▶ _Görev listesi_
1. Aşağıdaki Sarp Kapısı söyleşisine göre şu soruları yanıtlayın:
(a) Pasavanla geçiş hangi yıla kadar sürmüştü?
(b) Bazı köyler hangi yılda sınır çizilirken ortadan bölünmüştü?
(c) Çifte vatandaşlık alan Gürcülerin sayısı yaklaşık kaç olarak veriliyor?
2. Aşağıdaki Sarp Kapısı söyleşisini kaldığı yerden sürdürün.

▶ _Alıntı_

※ ※ ※

Fahrettin Çiloğlu: Evet, Türkiye’deki Gürcüler’de tetikleyici bir rol oynadı tabiî ki. Yani Sarp Kapısı’nın açılmasıyla birlikte, bu iki taraftaki toplumlar birbirini görme şansı elde etti — ki eskiden 1937’ye kadar pasavan geçiş vardı. Bildiğin gibi, 1921’de sınır çizilirken ortadan bölünmüş köyler var. Yani Laz köyü olan Sarp’ta, yine Gürcü köyü olan Muratlı denilen köy var, yine daha yüksek yerlerde Macaheli denilen köy var. Ve bu insanlar derenin öbür tarafında ve beri tarafında, ama görüşemeyen insanlardı. Hatta mizâhî anlamda şöyle söylenirdi: “50 metre ilerideki akrabanı görmek için, pasavan geçiş sona erdikten sonra, buradan Ankara’ya gideceksin, Ankara’dan uçakla Moskova’ya gideceksin, Moskova’dan uçakla Tiflis’e, trenle Batum’a geleceksin de sonra akrabanı göreceksin” diye bu tür şeyler de anlatılır. Evet, böyle bir durum söz konusuyken, sınırın açılması, Sovyetler Birliği’nin çökmesi ve Gürcistan’ın bağımsız olmasıyla bir kere geliş gidişler sıklaştı. İnsanlar kendi akrabalarını buldu. Az sayıda da olsa, 3 bin küsur civârında da olsa çifte vatandaşlık alan Gürcüler de var. Gidiş ve gelişler çoğaldı. İnsanlara tamâmen yabancı gelen Gürcü alfabesini öğrenen, Gürcüce okuyan ve yazabilen insanların sayısı çoğaldı. Bir etkileşim söz konusu oldu. Bunun tetikleyici bir rol oynadığını söyleyebilirim.

Ruşen Çakır: Orada üniversite okumaya giden gençler olduğu ve onlara kolaylık sağlandığını duydum. Bu bir şehir efsânesi mi?

※ ※ ※

▶ _Veri satırları_

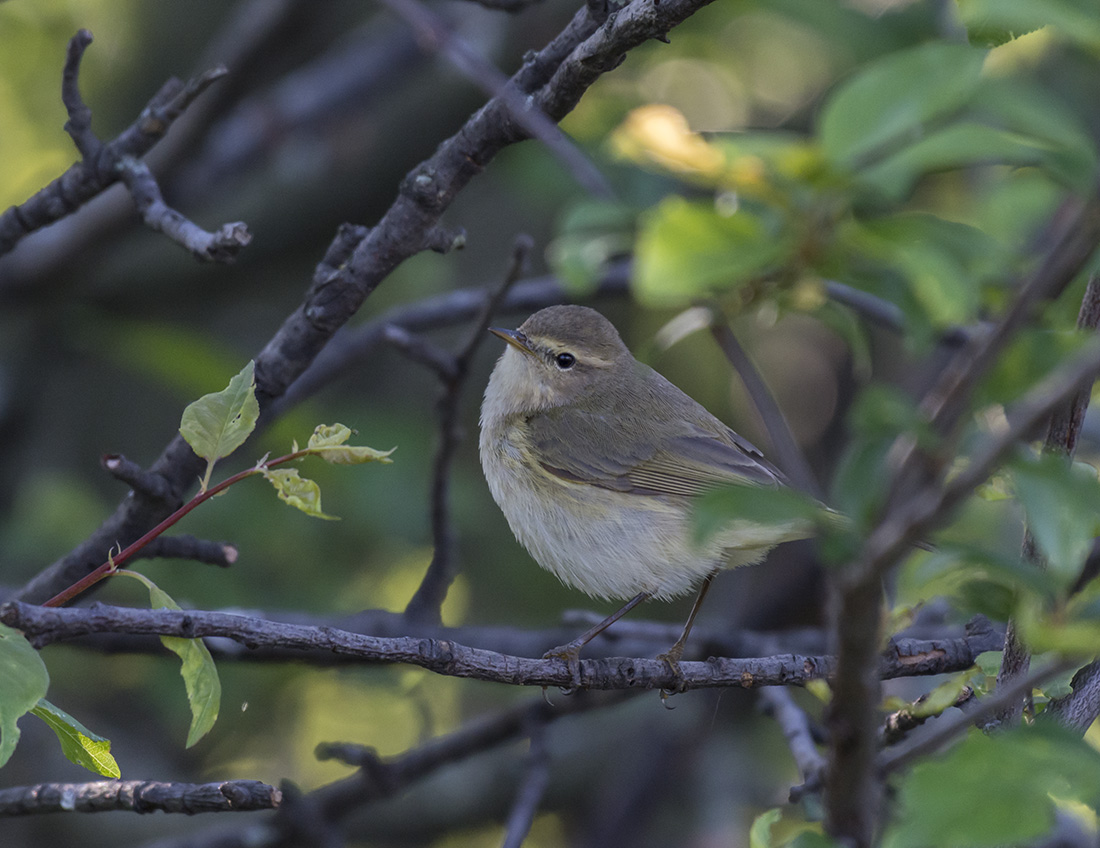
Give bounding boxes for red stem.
[43,450,309,606]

※ ※ ※

▶ _Sıralı yanıtlar_
1.
(a) 1937
(b) 1921
(c) 3 bin küsur civarında

2.
Fahrettin Çiloğlu: Bu, nispeten erken dönemde olan bir şeydi. Henüz Sovyetler Birliği varlığını koruyorken, biliyorsun Gürcistan ve bâzı eski Sovyet cumhuriyetlerinde tetiklenmiş çatışmalar, kargaşa, tam devlet yapısının oluşmaması gibi bir dönemde, 90’larda, evet, bu çok yaygındı. Ama üniversite okumaya gidenlerin çoğu aslında Gürcü olmayan insanlardı. Açıkça söylemek gerekir ki Türkiye’de üniversite kazanamayan, ama orada bir miktar paralı üniversitelerin olduğu yere giden kişilerdi. Çünkü “Ben dönünce askerlikte işime yarar” falan diye düşünüyorlardı. Ama bildiğim kadarıyla, bunların çoğu çok Gürcüce öğrenmeden mezun olup gelen insanlar. Ama oradan bugüne gelirsek, Türkiye’de şimdi 5 üniversitede zâten Gürcü Dili ve Edebiyâtı okutuluyor anabilim dalı olarak. Üniversiteye giden öğrenciler üzerinden, diyelim ki bir çeşit üniversitelerin Türkiye’ye geldiğini de söyleyebiliriz.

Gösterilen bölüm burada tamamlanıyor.